Ejercicio -> Prosigue el texto sobre los ángeles como dadores de visión, empezando justo después de su última oración.

Texto del documento ->
La historia es realmente hermosa, pues para la tradición cristiana los ángeles son los “mensajeros” justamente porque tienen impreso en su esencia el “mensaje” primordial de la creación -la gloria divina-, puesto que ellos gozan en la eternidad de la visión de Dios, más o menos cerca o con más o menos claridad y plenitud según su lugar en la jerarquía celestial. 

Es adecuado, entonces, que los ángeles sean los dadores de visión, de esa visión que es “la paz que da el entendimiento de toda las cosas” (y viceversa: el entendimiento que da la paz perpetua). E, igualmente apropiado, es que esos ojos sean los ojos de sus alas. Pues la misma visión celestial eleva: es, como la belleza, de naturaleza anagógica. 

Y el alma en la Tierra, al recordar, como por una anamnesis platónica, vuelve a las alturas celestiales, sus visión la remonta a ese estado beatífico supratemporal donde se hace realidad “la posibilidad del amor divino”. 





Todo esto, por otro lado, es una forma poética de explicar ese hecho que el Dr Greyson considera el más relevante de las experiencias cercanas a la muerte: que transforman de manera radical la visión que tienen la personas del mundo. Esa mirada transparente. ¿O cómo de “berilio resplandeciente”, como en el carro angélico de Ezekiel?

Material proporcionado ->
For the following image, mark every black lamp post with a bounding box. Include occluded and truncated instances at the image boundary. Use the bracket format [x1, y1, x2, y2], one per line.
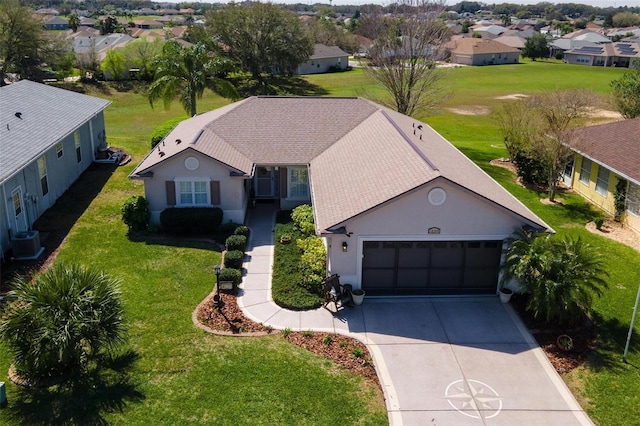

Respuesta escrita ->
La boda mística al fin del tiempo: el universo como un jardín de granadas

En 1944 -el año en el que murió Bulgakov- Jung sufrió un infarto cardiaco y experimentó lo que bien podemos llamar una “experiencia cercana de la muerte”, acompañada de una serie de visiones similares a las que se encuentran en la literatura médica, si bien con el añadido de la gran riqueza imaginativa y asociación simbólica que caracterizó al psicólogo suizo. J

ung cuenta haber tenido una especie de desdoblamiento en el que primero empezó a ascender por encima de la tierra, viendo los mares y desiertos del planeta. 

Cuando estaba flotando en el universo, una piedra llamó la atención de Jung -quien después de todo era un moderno alquimista en busca de “la piedra”-. La piedra era un templo en el que había un hombre indio en estado de absorción meditativa sobre un trono de loto.

Cuando se acercaba a los peldaños de la entrada, Jung sintió como toda su existencia se borraba, sus cuitas, deseos y apegos se desembarazaban; esto era algo doloroso pero a la vez aliviante. “No existía ya nada que yo pretendiese o desease, sino que permanecía, por así decirlo, objetivo: era esto lo que había vivido.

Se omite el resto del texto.